▶ Text passage

• • • • • • •

Butler design proposal for multiple repository support

I’ve written up a design proposal for the multiple repository feature in Butler. @ktl has seen it and now I’d appreciate feedback from anyone else who is interested.

The design proposal is here.

The related Jira stories are DM-4625 and DM-4682

Feel free to reply to this topic or email me directly (npease@slac.stanford.edu) with feedback or questions.

Nate, thanks very much for the initial note. I am just beginning to get my nose into this, so these are Naive comments.

  1. Do you envision the concept to be all encompassing – i.e are all the data in the Survey Archives in a single “repository”? If so we need to talk pretty seriously with Jason and myself. We think of Archives as being anobject store, with it’s own replication system under-the-sheets. There are also many other concerns I’m sure we will think of – think disaster recovery and all that.

  2. More or less apart from concern 1) there are cases where we need to ingest data into the butler Framework. An example is L1 processing, where we will have streams of data from, say a socket, that need to be put into the butler framework so that it can be accessed by the science codes.

  3. Is there a definition of “dataset” I don;t understand if LSST has given this a formal meaning, or if this is just the normal use – collection of data. Here I have a lack of understanding of terminology. in DES we have a “unit of data management” that is sued by software, and has a speical meaning, I am wondering if dataset/repostiroes have some sort of formal meaning.

  4. I see use of UID and GID. Are these consistent (or better put) sufficently general with the authentication and authorization work being done at NCSA?

Thanks!

Hey Don,

Thanks for the quick & thoughtful feedback.

In the context of Butler, a Repository class is an interface to data storage that can be local or remote. The Repository class will have a Storage interface class that implements the connection to the data store.

I don’t think having data stored in your object store would be a problem (the design intends to allow for this), and the replication system should be fine as well, provided that there is a way for the Repository+Storage to connect to the object store (by configuration info passed to Butler from client code), and so long as the Storage can implement its protocol: it needs to:

  • be able to serialize an object and give it to the data storage to be written
  • be able to get the data for an object that has been written, so that it can reconstitute the object
  • store metadata about a repository including details needed to find other related persisted repositories in the object store.

Will the data be pure streams? Or will the stream be read into some kind of object before being passed to butler?

There are some definitions related to Butler on this page. The definition for dataset there is
"A dataset is the persisted form of an in-memory object. It could be a single item, a composite, or a collection. Examples: int/long, PropertySet, ExposureF, WCS, PSF, set/list/dict.", which seems vague at best, but I think in LSST its meaning is at least informal, and I’ve found it can be used as a generic descriptor for a FITS file, and probably for an HDF5 file too.

• • • • • • •

▶ Supplied information
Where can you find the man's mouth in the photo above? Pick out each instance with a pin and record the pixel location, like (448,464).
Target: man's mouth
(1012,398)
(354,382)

• • • • • • •

▶ Aim 1
Please give the Butler thread again from "Butler design proposal" up to and including "feedback or questions.", changing "design proposal" to "draft".
▶ Aim 2
Answer these from the Butler thread:
(a) Which Jira stories are named as related?
(b) Which class implements the connection to the data store?
(c) What is given as an example of a case where data must be ingested into the butler framework?
▶ Aim 3
List every example given in the quoted definition of dataset in the Butler thread.

▶ Full response 1
Butler draft for multiple repository support

I’ve written up a draft for the multiple repository feature in Butler. @ktl has seen it and now I’d appreciate feedback from anyone else who is interested.

The draft is here.

The related Jira stories are DM-4625 and DM-4682

Feel free to reply to this topic or email me directly (npease@slac.stanford.edu) with feedback or questions.

▶ Full response 2
(a) DM-4625 and DM-4682
(b) The Storage interface class
(c) L1 processing

▶ Full response 3
int/long, PropertySet, ExposureF, WCS, PSF, set/list/dict